Task: Copy all the entries below exactly, but not the pictures.

Records provided:
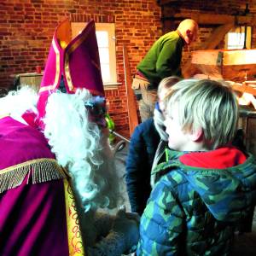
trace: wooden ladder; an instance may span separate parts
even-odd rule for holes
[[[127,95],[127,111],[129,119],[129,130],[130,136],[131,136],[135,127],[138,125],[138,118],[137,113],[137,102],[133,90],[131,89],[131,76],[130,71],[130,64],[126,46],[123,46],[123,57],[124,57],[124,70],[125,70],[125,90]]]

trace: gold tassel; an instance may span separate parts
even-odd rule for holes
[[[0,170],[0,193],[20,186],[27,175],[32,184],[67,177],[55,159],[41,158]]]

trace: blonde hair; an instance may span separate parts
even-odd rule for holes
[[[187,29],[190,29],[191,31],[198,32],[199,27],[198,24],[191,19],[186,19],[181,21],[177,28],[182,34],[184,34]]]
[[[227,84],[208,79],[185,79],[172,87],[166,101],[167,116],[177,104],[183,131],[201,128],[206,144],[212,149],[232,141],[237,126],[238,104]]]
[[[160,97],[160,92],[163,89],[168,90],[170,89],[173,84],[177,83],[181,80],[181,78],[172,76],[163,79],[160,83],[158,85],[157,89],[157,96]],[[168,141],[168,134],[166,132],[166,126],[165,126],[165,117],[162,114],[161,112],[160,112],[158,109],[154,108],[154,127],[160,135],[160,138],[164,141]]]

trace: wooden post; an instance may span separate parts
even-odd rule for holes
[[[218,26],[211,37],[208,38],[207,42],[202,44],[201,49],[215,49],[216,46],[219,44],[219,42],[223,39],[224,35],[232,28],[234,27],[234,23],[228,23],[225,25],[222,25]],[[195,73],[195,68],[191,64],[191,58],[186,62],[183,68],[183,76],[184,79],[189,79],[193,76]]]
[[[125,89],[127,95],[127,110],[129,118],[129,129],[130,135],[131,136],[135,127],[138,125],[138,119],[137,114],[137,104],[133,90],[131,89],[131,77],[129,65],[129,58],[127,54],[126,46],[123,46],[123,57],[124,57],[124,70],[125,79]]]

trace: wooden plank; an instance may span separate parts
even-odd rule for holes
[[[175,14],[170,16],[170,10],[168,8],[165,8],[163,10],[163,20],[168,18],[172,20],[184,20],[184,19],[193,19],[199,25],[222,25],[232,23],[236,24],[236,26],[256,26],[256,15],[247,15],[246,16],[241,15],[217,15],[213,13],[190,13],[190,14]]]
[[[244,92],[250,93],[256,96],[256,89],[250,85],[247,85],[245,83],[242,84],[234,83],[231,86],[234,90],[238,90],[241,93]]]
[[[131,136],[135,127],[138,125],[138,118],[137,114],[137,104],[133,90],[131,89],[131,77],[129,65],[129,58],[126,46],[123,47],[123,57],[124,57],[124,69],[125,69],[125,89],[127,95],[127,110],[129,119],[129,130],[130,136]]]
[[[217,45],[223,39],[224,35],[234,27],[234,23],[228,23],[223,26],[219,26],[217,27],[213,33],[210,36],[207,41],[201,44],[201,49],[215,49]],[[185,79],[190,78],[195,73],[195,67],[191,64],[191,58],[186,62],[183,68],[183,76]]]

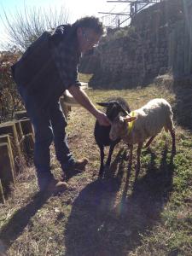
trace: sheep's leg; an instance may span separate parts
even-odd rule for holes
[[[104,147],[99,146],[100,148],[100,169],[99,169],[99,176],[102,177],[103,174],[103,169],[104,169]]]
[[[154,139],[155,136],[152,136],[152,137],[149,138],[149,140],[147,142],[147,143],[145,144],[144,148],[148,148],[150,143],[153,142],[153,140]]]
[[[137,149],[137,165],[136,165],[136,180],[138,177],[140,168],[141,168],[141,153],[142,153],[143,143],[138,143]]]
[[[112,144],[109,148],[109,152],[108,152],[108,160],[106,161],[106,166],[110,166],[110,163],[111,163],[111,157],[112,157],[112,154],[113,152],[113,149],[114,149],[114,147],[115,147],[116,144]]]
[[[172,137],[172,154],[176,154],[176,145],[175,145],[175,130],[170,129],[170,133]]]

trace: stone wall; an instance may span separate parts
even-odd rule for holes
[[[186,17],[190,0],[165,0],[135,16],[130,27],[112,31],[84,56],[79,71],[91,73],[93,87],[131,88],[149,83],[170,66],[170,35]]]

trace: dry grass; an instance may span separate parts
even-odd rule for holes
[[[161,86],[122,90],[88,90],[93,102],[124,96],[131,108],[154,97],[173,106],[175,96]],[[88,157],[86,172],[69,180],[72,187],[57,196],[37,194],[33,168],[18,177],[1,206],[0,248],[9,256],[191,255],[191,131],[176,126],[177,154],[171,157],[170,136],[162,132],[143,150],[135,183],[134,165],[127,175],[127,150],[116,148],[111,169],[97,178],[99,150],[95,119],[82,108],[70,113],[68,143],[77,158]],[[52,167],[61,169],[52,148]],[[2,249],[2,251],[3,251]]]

The response:
trace: wooden ladder; an instance may span separate parts
even-odd rule for holes
[[[127,95],[127,111],[129,119],[129,130],[130,136],[131,136],[135,127],[138,125],[138,118],[137,113],[137,102],[133,90],[131,89],[131,76],[130,71],[130,64],[126,46],[123,46],[123,57],[124,57],[124,70],[125,70],[125,90]]]

trace: gold tassel; an instance may span separate parts
even-odd rule for holes
[[[0,170],[0,193],[20,186],[27,175],[32,184],[67,177],[55,159],[41,158]]]

trace: blonde hair; an instance may span separate parts
even-odd rule for holes
[[[187,29],[190,29],[191,31],[198,32],[199,27],[198,24],[191,19],[186,19],[181,21],[177,28],[182,34],[184,34]]]
[[[227,84],[208,79],[185,79],[172,87],[166,101],[167,116],[177,104],[183,131],[201,128],[206,144],[212,149],[232,141],[237,126],[238,104]]]
[[[160,97],[160,92],[163,89],[168,90],[170,89],[173,84],[177,83],[181,80],[181,78],[172,76],[163,79],[160,83],[158,85],[157,89],[157,96]],[[168,141],[168,134],[166,132],[166,126],[165,126],[165,117],[162,114],[161,112],[160,112],[158,109],[154,108],[154,127],[160,135],[160,138],[164,141]]]

trace: wooden post; an instance may span separate parts
even-odd rule for holes
[[[218,26],[211,37],[208,38],[207,42],[202,44],[201,49],[215,49],[216,46],[219,44],[219,42],[223,39],[224,35],[232,28],[234,27],[234,23],[228,23],[225,25],[222,25]],[[195,73],[195,68],[191,64],[191,58],[186,62],[183,68],[183,76],[184,79],[189,79],[193,76]]]
[[[125,89],[127,95],[127,110],[129,118],[129,129],[130,135],[131,136],[135,127],[138,125],[138,119],[137,114],[137,104],[133,90],[131,89],[131,77],[129,65],[129,58],[127,54],[126,46],[123,46],[123,57],[124,57],[124,70],[125,79]]]

trace: wooden plank; an instance may span separate parts
even-odd rule for holes
[[[175,14],[170,16],[170,10],[168,8],[165,8],[163,10],[163,20],[168,18],[172,20],[184,20],[184,19],[193,19],[199,25],[222,25],[232,23],[236,24],[236,26],[256,26],[256,15],[247,15],[246,16],[241,15],[217,15],[213,13],[190,13],[190,14]]]
[[[244,92],[250,93],[256,96],[256,89],[250,85],[247,85],[245,83],[242,84],[234,83],[231,86],[234,90],[238,90],[241,93]]]
[[[131,136],[135,127],[138,125],[138,118],[137,114],[137,104],[133,90],[131,89],[131,77],[129,65],[129,58],[126,46],[123,47],[123,57],[124,57],[124,69],[125,69],[125,89],[127,95],[127,110],[129,119],[129,130],[130,136]]]
[[[217,45],[223,39],[224,35],[234,27],[234,23],[228,23],[223,26],[219,26],[217,27],[213,33],[210,36],[207,41],[201,44],[201,49],[215,49]],[[185,79],[190,78],[195,73],[195,67],[191,64],[191,58],[186,62],[183,68],[183,76]]]

trace: sheep's leg; an instance may span separate parts
even-odd rule for holes
[[[104,147],[99,146],[100,148],[100,169],[99,169],[99,176],[102,177],[103,174],[103,169],[104,169]]]
[[[154,139],[155,136],[152,136],[152,137],[149,138],[149,140],[147,142],[147,143],[145,144],[144,148],[148,148],[150,143],[153,142],[153,140]]]
[[[137,149],[137,165],[136,165],[136,180],[138,177],[140,168],[141,168],[141,153],[142,153],[143,143],[138,143]]]
[[[112,144],[109,148],[109,152],[108,152],[108,160],[106,161],[106,166],[110,166],[110,163],[111,163],[111,157],[112,157],[112,154],[113,152],[113,149],[114,149],[114,147],[115,147],[116,144]]]
[[[172,137],[172,154],[176,154],[176,145],[175,145],[175,130],[170,129],[170,133]]]

trace: stone wall; an instance may span separate parts
even-odd rule for holes
[[[186,17],[190,0],[165,0],[135,16],[130,27],[112,31],[84,56],[79,71],[91,73],[93,87],[131,88],[149,83],[170,66],[170,35]]]

trace: dry grass; an instance may span separate parts
even-odd rule for holes
[[[161,86],[122,90],[88,90],[93,102],[124,96],[131,108],[154,97],[173,106],[175,96]],[[88,157],[86,172],[69,180],[72,187],[57,196],[37,194],[33,168],[18,177],[1,206],[0,248],[9,256],[191,255],[191,131],[176,126],[177,154],[171,157],[170,136],[162,132],[143,150],[135,183],[134,165],[127,175],[127,150],[116,148],[111,169],[97,178],[99,150],[95,119],[82,108],[70,113],[68,143],[77,158]],[[52,167],[61,169],[52,148]],[[2,249],[2,251],[3,251]]]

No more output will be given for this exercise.